::: TEXT SECTION
# Best place for full weld in roll cage



## chezny (Sep 24, 2010)

Hi i have a mk3 2.0 gti which iam putting a vr6 in but first i want a full weld in roll cage. I would like your advice on were is the best place to get one from and also how hard they are to fit. Thanks mark


----------



## kkkustom (Jun 5, 2007)

thats my car. 20hrs, 2 people 40 man hours. $400 in tubing, $20 for welding supplies. $50 hr/ and thats cheap. you do the math! lol

Thats not taking the roof off to weld the top. I dicked with a mig to get it in there. Usually we cut the pillars remove the roof weld the cage and put the roof back on and do body work. My cars too prity to cut the lid off it! lol

If your serious, PM me and we could do it for you.


----------



## chezny (Sep 24, 2010)

very nice job dint take as long as i throught it would too fit which is good. i want too do it myself to save money for engine and to learn how to do it


----------



## kkkustom (Jun 5, 2007)

chezny said:


> very nice job dint take as long as i throught it would too fit which is good. i want too do it myself to save money for engine and to learn how to do it


The man behind the bender knows his ****. There is some math involved when doign multi bend pieces and making them fit.

Some pieces took 10 minutes to get in shape and tack, others took 2 hours. Practice makes perfect. Allways measure twice cut onec, and cut it long to start!


----------
::::::
::: GIVEN INFORMATION
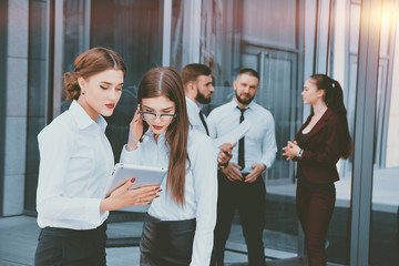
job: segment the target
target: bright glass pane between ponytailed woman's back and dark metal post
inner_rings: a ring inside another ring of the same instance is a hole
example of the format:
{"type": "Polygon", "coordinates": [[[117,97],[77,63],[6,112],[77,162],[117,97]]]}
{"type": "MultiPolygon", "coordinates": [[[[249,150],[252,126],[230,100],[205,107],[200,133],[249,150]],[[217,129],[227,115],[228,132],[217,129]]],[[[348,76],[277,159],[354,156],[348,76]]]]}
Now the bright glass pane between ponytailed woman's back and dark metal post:
{"type": "MultiPolygon", "coordinates": [[[[334,14],[334,41],[331,42],[331,78],[344,90],[349,133],[354,137],[356,86],[358,69],[358,44],[360,27],[360,3],[336,1],[334,14]]],[[[340,181],[336,182],[336,206],[327,235],[327,260],[349,264],[350,201],[352,157],[337,164],[340,181]]]]}

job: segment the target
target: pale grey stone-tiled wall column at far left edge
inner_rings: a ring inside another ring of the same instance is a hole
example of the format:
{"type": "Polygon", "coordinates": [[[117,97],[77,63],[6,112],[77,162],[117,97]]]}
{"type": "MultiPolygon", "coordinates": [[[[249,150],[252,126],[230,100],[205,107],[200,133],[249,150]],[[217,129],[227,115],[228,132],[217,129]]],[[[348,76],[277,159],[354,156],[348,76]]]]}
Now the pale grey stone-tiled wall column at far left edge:
{"type": "Polygon", "coordinates": [[[29,1],[8,1],[2,214],[23,212],[28,106],[29,1]]]}

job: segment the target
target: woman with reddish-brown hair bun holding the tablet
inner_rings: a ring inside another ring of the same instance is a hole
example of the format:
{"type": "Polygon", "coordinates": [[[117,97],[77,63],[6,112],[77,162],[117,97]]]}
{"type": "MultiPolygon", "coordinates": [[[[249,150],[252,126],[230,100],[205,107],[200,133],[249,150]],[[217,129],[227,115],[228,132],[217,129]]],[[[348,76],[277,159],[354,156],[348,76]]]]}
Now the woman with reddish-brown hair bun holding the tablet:
{"type": "Polygon", "coordinates": [[[105,48],[83,52],[74,70],[64,74],[71,106],[38,135],[37,211],[42,229],[34,265],[106,265],[109,211],[157,197],[157,186],[130,190],[132,178],[104,198],[114,157],[103,116],[113,113],[125,74],[122,58],[105,48]]]}

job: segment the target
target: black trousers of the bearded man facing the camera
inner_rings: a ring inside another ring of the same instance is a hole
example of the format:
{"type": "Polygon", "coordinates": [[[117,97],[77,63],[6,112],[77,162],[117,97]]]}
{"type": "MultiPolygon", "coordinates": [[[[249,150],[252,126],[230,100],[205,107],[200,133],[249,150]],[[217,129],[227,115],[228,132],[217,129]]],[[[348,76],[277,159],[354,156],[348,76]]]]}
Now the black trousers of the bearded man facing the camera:
{"type": "Polygon", "coordinates": [[[231,182],[222,171],[218,177],[217,221],[211,265],[224,265],[224,249],[231,232],[233,216],[238,209],[248,265],[265,265],[263,229],[265,226],[265,182],[259,176],[254,183],[231,182]]]}

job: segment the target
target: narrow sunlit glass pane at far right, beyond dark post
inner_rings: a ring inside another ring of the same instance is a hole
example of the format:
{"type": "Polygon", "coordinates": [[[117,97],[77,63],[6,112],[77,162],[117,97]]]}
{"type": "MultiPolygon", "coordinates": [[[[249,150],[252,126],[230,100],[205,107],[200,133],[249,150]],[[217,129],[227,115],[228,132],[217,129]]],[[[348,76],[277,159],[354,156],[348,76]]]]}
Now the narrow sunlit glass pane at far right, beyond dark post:
{"type": "Polygon", "coordinates": [[[383,1],[376,110],[370,265],[399,263],[399,32],[397,1],[383,1]],[[396,31],[393,31],[396,29],[396,31]],[[392,49],[389,49],[392,48],[392,49]]]}

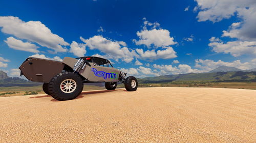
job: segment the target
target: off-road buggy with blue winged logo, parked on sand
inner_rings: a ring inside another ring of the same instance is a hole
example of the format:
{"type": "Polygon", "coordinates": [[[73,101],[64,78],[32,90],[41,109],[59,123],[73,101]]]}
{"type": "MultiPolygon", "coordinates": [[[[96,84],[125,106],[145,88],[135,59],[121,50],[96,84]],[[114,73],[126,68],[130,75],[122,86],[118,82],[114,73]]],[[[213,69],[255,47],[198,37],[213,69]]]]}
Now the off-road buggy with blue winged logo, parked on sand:
{"type": "Polygon", "coordinates": [[[65,57],[62,62],[27,58],[19,69],[20,75],[29,80],[44,82],[44,92],[57,100],[75,99],[86,82],[105,82],[107,90],[115,90],[118,81],[124,83],[127,91],[138,88],[134,76],[125,78],[126,73],[113,68],[109,60],[96,56],[65,57]]]}

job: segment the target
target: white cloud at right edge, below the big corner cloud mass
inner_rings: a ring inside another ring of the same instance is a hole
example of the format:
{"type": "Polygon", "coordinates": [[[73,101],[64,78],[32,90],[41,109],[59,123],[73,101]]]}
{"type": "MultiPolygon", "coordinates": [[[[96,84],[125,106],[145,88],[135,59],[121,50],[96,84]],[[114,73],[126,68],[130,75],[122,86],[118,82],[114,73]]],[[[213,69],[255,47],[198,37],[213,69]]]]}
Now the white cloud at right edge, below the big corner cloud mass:
{"type": "Polygon", "coordinates": [[[230,41],[222,42],[218,38],[211,37],[208,44],[215,52],[230,53],[233,56],[242,54],[256,55],[256,41],[230,41]]]}

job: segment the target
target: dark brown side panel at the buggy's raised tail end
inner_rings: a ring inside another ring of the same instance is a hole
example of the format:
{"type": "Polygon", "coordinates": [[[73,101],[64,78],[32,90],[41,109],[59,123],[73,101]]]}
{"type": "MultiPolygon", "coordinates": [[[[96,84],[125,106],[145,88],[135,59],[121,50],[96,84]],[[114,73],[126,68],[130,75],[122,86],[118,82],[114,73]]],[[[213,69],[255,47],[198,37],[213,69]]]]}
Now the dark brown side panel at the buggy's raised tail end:
{"type": "Polygon", "coordinates": [[[25,61],[19,69],[31,81],[49,82],[55,75],[61,73],[63,67],[62,62],[31,58],[25,61]]]}

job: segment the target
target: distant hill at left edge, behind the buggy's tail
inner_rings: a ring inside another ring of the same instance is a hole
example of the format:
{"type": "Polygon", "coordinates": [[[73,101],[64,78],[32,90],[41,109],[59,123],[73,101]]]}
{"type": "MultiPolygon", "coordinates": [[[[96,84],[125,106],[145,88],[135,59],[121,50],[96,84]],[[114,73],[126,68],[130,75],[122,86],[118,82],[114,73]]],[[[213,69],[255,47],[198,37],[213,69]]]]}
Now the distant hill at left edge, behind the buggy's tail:
{"type": "Polygon", "coordinates": [[[0,71],[0,87],[31,87],[41,83],[28,81],[19,77],[9,77],[7,73],[0,71]]]}

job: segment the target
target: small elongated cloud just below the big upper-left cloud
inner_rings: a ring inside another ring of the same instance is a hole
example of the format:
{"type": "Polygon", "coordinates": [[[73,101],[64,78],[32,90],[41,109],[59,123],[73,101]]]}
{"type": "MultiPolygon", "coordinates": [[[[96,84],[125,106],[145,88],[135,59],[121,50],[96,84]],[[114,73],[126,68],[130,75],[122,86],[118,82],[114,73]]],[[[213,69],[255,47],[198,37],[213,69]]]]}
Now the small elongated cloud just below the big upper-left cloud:
{"type": "Polygon", "coordinates": [[[22,40],[15,39],[13,37],[7,38],[7,40],[5,40],[5,42],[8,44],[8,46],[10,48],[13,48],[16,50],[29,51],[29,52],[34,52],[34,53],[39,52],[37,50],[37,48],[39,48],[39,47],[36,46],[35,44],[31,44],[29,42],[23,42],[22,40]]]}

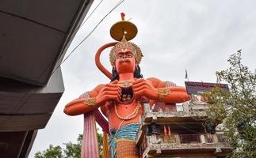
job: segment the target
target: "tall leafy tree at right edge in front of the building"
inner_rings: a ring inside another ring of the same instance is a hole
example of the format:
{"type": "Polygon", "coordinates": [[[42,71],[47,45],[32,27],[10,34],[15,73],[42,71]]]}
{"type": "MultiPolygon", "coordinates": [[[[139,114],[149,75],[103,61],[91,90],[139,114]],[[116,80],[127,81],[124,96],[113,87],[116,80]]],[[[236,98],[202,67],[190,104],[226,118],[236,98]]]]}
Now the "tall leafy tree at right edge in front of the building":
{"type": "Polygon", "coordinates": [[[229,92],[214,88],[208,97],[208,122],[223,122],[224,134],[234,149],[231,158],[256,157],[256,74],[241,62],[241,50],[228,58],[230,67],[217,72],[229,92]]]}

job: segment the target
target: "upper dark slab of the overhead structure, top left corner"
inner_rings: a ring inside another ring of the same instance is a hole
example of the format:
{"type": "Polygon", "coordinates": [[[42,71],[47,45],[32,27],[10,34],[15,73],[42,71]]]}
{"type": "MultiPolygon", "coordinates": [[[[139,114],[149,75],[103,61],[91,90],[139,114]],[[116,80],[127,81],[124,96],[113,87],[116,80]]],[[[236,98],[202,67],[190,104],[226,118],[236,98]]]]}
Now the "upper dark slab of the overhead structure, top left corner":
{"type": "Polygon", "coordinates": [[[0,77],[46,85],[92,0],[2,0],[0,77]]]}

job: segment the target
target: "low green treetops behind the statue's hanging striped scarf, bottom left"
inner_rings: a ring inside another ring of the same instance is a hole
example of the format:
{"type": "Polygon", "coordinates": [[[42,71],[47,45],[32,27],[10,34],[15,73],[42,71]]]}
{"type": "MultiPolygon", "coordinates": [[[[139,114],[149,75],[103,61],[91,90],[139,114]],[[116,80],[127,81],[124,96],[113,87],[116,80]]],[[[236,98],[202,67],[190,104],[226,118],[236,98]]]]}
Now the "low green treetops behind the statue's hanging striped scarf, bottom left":
{"type": "MultiPolygon", "coordinates": [[[[99,145],[100,157],[102,158],[103,136],[98,132],[97,141],[99,145]]],[[[82,134],[78,135],[76,143],[72,143],[71,141],[69,141],[67,143],[64,143],[63,145],[65,145],[64,148],[61,148],[59,145],[49,145],[49,148],[44,150],[43,152],[36,152],[35,158],[80,158],[82,148],[82,134]]]]}

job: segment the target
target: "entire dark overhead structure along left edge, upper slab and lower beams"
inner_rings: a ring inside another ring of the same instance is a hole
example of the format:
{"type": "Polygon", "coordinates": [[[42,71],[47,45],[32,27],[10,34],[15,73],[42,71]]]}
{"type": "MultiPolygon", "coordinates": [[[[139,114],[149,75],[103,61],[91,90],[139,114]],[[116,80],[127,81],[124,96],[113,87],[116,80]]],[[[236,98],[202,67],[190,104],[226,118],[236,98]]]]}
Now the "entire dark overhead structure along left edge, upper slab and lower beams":
{"type": "Polygon", "coordinates": [[[64,92],[58,69],[93,0],[0,2],[0,153],[28,157],[64,92]],[[52,76],[51,76],[52,74],[52,76]]]}

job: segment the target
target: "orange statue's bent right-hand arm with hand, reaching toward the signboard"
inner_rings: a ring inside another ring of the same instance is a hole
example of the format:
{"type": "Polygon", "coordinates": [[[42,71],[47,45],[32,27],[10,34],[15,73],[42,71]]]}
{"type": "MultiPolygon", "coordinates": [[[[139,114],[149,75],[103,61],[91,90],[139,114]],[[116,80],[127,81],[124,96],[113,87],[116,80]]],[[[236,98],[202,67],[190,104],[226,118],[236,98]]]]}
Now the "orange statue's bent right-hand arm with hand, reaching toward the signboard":
{"type": "Polygon", "coordinates": [[[189,100],[189,95],[184,87],[166,87],[165,81],[157,78],[137,79],[132,85],[136,96],[146,96],[150,100],[165,103],[182,103],[189,100]]]}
::::::
◆ EXERCISE PROMPT ◆
In the roll cage thread, how much did the tubing cost?

◆ WRITTEN SOLUTION ◆
$400.